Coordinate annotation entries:
▽

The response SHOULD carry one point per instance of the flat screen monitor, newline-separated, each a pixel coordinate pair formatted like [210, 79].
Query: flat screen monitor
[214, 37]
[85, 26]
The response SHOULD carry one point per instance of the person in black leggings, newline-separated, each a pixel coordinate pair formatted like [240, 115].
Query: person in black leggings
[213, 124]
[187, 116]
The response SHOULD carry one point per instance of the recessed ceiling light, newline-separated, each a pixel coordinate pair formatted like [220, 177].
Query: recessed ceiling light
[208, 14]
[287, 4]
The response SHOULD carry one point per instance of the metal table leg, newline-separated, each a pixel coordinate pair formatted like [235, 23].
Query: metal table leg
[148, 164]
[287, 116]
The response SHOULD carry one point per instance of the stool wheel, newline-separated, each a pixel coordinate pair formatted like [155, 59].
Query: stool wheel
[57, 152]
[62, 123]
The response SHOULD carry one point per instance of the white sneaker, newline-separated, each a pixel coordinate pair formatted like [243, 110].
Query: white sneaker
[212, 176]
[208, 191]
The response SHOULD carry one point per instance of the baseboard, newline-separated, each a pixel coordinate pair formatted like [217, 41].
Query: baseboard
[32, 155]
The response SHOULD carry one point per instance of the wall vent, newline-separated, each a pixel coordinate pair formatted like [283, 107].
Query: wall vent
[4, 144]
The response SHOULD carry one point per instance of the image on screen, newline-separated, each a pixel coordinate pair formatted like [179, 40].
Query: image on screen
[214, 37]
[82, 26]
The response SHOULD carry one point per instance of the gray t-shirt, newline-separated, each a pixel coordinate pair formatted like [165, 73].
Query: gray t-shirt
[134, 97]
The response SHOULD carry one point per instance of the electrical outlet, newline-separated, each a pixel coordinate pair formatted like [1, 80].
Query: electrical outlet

△

[Short problem]:
Quote verbatim every line of the records, from the line containing "The response SHOULD carry one point per instance of the image" through the final line of the records, including both.

[Exercise result]:
The response SHOULD carry one point per instance of the image on screen, newline-separated, each a pixel coordinate pair formatted like [179, 40].
Query: image on screen
[214, 37]
[82, 26]
The response SHOULD carry one point per instance of the gray t-shirt, newline-separated, each a pixel coordinate pair formatted like [165, 73].
Query: gray t-shirt
[134, 97]
The response SHOULD carry one point per instance of the electrical outlet, newline-separated, each a pixel coordinate pair formatted like [1, 80].
Query: electrical outlet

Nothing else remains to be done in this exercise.